19 de setembro de 2024

Presidente de órgão de proteção ao patrimônio de SP assina laudos para empreiteiras e é condenado por improbidade administrativa

Também foram condenados o ex-prefeito de Guarulhos, Sebastião de Almeida (Solidariedade), servidores públicos e vereadores que votaram a favor do projeto de destombamento de casarão histórico que deu lugar a mais vagas de estacionamento em shopping. Casarão Saraceni, em Guarulhos, na Grande SP
Instituto São Paulo Antiga
A Justiça de São Paulo condenou por improbidade administrativa, durante processo de destombamento de casarão, Carlos Augusto Mattei Faggin, presidente do Conselho de Defesa do Patrimônio Histórico, Arqueológico, Artístico e Turístico do Estado (Condephaat) e Gustavo Henric Costa, o Guti (PSD), atual prefeito de Guarulhos.
Também foram condenados o ex-prefeito Sebastião de Almeida (Solidariedade), servidores públicos e parlamentares que votaram a favor do projeto de destombamento — incluindo Guti, que era vereador na cidade. No total, foram condenadas duas empresas e 39 pessoas físicas.

Enunciado:
Transcreva fielmente o trecho da notícia acima sobre o destombamento do casarão, de "Também foram condenados o ex-prefeito de" a "prefeito de Guarulhos.".

Registros de coordenadas anotados:
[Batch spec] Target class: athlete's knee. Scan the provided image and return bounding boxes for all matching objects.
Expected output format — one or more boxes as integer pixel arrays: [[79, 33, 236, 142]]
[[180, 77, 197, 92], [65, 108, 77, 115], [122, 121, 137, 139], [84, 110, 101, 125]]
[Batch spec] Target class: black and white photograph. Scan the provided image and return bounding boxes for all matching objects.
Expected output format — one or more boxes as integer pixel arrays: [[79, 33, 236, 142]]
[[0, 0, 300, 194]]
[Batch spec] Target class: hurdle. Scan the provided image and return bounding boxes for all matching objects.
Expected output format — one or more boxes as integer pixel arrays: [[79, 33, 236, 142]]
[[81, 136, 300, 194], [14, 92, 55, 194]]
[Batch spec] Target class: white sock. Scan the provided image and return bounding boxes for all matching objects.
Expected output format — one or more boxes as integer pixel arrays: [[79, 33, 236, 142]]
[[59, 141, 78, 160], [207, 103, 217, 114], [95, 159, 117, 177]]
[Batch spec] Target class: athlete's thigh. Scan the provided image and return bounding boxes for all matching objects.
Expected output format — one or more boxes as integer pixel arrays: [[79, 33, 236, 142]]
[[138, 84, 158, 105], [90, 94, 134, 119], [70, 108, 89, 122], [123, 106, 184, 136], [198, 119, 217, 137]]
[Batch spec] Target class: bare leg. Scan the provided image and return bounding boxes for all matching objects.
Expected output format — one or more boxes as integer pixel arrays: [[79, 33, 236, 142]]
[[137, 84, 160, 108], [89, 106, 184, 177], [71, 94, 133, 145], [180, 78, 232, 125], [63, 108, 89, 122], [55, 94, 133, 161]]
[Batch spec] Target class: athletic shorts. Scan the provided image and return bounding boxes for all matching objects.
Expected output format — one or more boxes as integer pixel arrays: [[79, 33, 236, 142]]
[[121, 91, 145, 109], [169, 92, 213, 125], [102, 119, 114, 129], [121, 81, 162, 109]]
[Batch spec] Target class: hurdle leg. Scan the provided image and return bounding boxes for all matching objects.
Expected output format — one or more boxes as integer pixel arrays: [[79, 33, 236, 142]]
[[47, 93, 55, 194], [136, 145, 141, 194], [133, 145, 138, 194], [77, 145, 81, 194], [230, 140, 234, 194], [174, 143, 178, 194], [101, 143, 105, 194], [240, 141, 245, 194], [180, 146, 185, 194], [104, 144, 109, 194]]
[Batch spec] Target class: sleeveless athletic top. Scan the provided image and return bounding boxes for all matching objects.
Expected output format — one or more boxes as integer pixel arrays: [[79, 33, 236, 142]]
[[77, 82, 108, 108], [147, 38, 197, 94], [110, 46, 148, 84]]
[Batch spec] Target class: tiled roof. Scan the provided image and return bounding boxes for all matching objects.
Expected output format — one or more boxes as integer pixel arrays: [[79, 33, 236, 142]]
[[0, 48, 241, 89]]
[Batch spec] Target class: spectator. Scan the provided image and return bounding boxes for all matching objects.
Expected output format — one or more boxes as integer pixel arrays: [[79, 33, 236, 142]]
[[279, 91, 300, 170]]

Resposta:
Também foram condenados o ex-prefeito de Guarulhos, Sebastião de Almeida (Solidariedade), servidores públicos e vereadores que votaram a favor do projeto de destombamento de casarão histórico que deu lugar a mais vagas de estacionamento em shopping. Casarão Saraceni, em Guarulhos, na Grande SP
Instituto São Paulo Antiga
A Justiça de São Paulo condenou por improbidade administrativa, durante processo de destombamento de casarão, Carlos Augusto Mattei Faggin, presidente do Conselho de Defesa do Patrimônio Histórico, Arqueológico, Artístico e Turístico do Estado (Condephaat) e Gustavo Henric Costa, o Guti (PSD), atual prefeito de Guarulhos.